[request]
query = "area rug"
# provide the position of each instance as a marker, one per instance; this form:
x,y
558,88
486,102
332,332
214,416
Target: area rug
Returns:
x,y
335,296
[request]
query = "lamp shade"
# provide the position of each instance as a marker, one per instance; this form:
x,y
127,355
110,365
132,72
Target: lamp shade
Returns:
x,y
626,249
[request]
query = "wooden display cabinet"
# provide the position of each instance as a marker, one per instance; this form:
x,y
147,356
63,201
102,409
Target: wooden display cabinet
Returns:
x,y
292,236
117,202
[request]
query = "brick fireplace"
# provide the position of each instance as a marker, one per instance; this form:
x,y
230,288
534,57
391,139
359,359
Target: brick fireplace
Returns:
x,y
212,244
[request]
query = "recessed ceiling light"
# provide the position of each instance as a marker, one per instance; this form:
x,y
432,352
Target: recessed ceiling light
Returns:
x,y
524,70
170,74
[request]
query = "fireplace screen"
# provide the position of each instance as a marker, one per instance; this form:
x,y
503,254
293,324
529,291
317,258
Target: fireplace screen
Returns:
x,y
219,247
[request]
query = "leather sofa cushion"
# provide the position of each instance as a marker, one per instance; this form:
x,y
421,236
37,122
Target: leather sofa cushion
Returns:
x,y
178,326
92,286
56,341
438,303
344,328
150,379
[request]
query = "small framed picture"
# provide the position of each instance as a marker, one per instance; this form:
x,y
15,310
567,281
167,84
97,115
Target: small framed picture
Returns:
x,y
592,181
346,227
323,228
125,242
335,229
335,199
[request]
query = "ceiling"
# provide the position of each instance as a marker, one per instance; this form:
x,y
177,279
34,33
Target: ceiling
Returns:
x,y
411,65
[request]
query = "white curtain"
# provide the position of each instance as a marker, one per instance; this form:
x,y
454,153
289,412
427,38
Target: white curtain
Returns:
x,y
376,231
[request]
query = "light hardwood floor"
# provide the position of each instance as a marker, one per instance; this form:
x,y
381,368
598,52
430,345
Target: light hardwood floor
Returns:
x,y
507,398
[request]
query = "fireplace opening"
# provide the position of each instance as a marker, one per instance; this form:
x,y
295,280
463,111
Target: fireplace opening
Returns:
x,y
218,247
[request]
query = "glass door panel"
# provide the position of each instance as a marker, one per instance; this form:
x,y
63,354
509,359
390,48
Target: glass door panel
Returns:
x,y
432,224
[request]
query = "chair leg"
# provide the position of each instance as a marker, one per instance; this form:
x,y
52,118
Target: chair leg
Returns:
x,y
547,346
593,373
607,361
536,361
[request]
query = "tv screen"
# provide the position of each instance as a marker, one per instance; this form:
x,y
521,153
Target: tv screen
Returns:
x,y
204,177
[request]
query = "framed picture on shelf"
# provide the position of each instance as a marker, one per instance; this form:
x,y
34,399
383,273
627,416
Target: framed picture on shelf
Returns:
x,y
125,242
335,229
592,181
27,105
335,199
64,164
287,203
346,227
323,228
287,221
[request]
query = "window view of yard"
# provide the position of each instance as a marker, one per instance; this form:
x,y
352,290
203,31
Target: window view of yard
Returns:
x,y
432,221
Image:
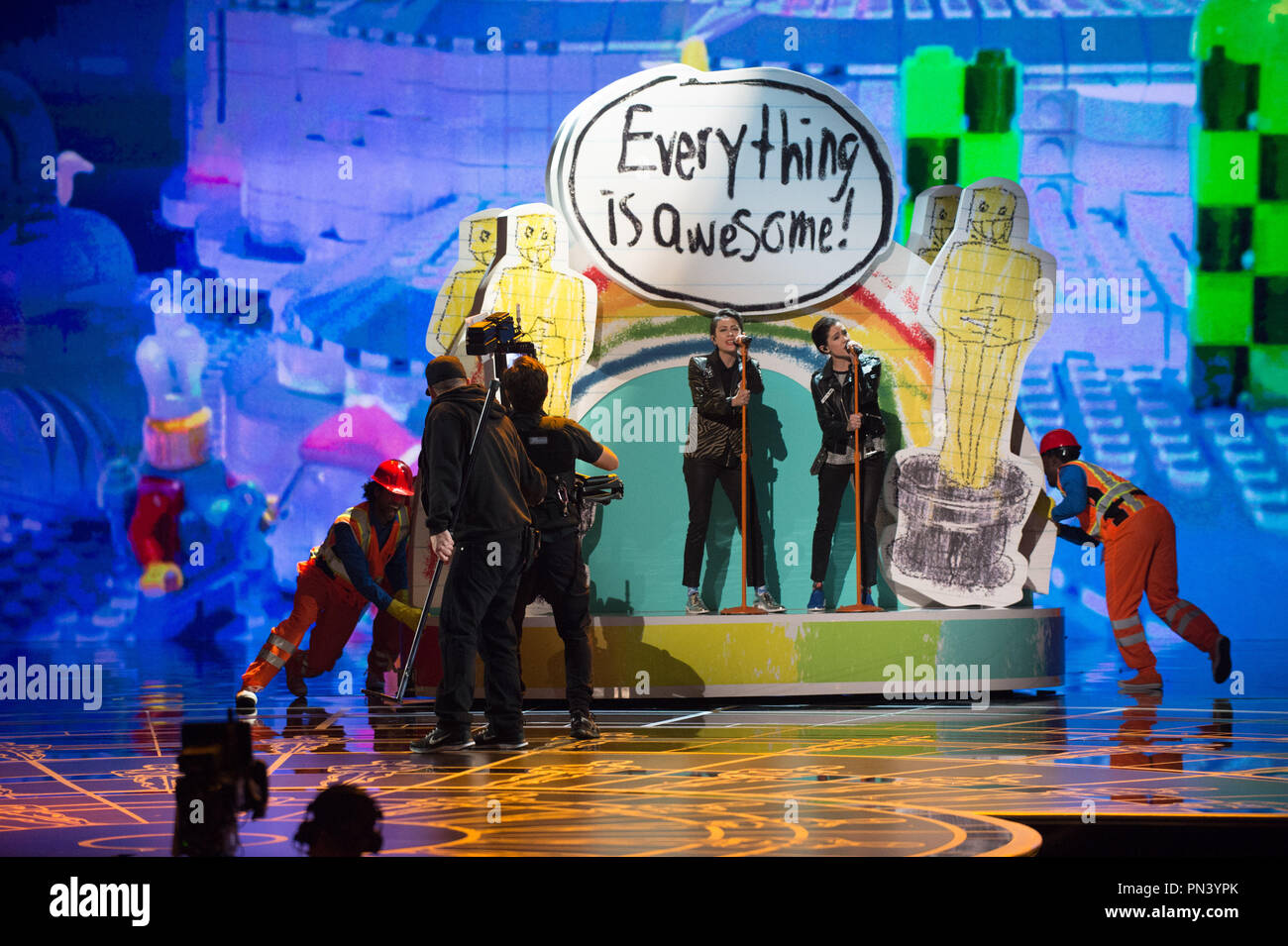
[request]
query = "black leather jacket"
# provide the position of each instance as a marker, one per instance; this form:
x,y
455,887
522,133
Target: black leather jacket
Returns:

### Instruction
Go through the listing above and quote it exactly, apart from its images.

### Output below
[request]
query = "area rug"
# provide the position of each instance as a marker, one per instance; this form:
x,y
558,88
486,102
332,332
214,416
Target: area rug
Returns:
x,y
335,296
[request]
query = "lamp shade"
# provide the position of each instance as a marker, one per instance; this form:
x,y
127,355
110,365
132,72
Target: lamp shade
Returns:
x,y
626,249
[request]
query = "wooden display cabinet"
# provide the position of each instance as a marker, one per instance; this form:
x,y
147,356
63,201
102,409
Target: wooden display cabinet
Returns:
x,y
292,236
117,202
[request]
query = "brick fireplace"
# provide the position of each instance as a marker, one per instance; this form:
x,y
230,288
534,57
391,139
359,359
Target: brick fireplace
Returns:
x,y
212,244
[request]
query = "recessed ceiling light"
# provide the position of each instance as a marker, one per instance; this form:
x,y
432,352
Target: recessed ceiling light
Returns:
x,y
524,70
170,74
[request]
query = "fireplace screen"
# provide the position of each instance as a marker, one per instance; this form:
x,y
503,254
293,324
529,291
317,258
Target: fireplace screen
Returns:
x,y
219,247
[request]
query = "leather sofa cushion"
# provide the position of each instance as a marker, one per instance; this form:
x,y
421,236
37,122
Target: leather sofa cushion
Returns:
x,y
178,326
92,286
56,341
438,303
344,328
150,379
[request]
query = "small framed picture"
# provide the position of each instance as a marker, one per instance; this form:
x,y
15,310
567,281
167,84
97,115
Target: small framed picture
Returns:
x,y
592,181
346,227
323,228
125,242
335,229
335,199
[request]
query = "ceiling"
# provide the position of each instance as a marker, one per instance; this form:
x,y
177,279
34,33
Target: ceiling
Returns:
x,y
411,65
[request]
query = "white curtain"
# provide the position of each instance as a marker, one per instance; this form:
x,y
454,153
289,412
427,38
Target: white curtain
Returns:
x,y
376,231
[request]
query = "light hardwood floor"
# provide the position of each instance as a marker, one per instance; this form:
x,y
381,368
598,52
430,345
Target: light hardwood floor
Returns:
x,y
507,398
[request]
query = "fireplace opening"
# provide the position of each instance as a marker, one per instance; this form:
x,y
295,280
463,111
Target: fireplace opening
Returns:
x,y
218,247
[request]
query = "glass door panel"
# provide the position of each instance as a marker, one per instance; this form:
x,y
63,354
509,359
390,48
Target: glass door panel
Returns:
x,y
432,224
[request]
query = "chair leg"
# provide the position of each instance as a marker, one per instance; this form:
x,y
52,118
Target: chair leg
Returns:
x,y
547,346
593,373
607,361
536,361
[request]
query = "tv screen"
# provide the position of each instance as a marker, one per instance; this form:
x,y
521,153
Target: tv screen
Returns:
x,y
204,177
[request]
query = "framed picture on shelf"
# provide the position of each instance as a marker, one per instance; this form:
x,y
34,399
383,273
627,416
Target: framed picture on shelf
Returns:
x,y
125,242
335,229
592,181
27,105
335,199
64,164
287,203
346,227
323,228
287,221
[request]
query = "window view of yard"
# provide the position of each instance as a marker, one per instance; this form:
x,y
352,290
203,31
Target: window view of yard
Returns:
x,y
432,221
Image:
[request]
query = "black leather jacket"
# provide the position of each instance as a marker, one per instance; this form:
x,y
455,887
522,133
Target: black leather jacket
Returns:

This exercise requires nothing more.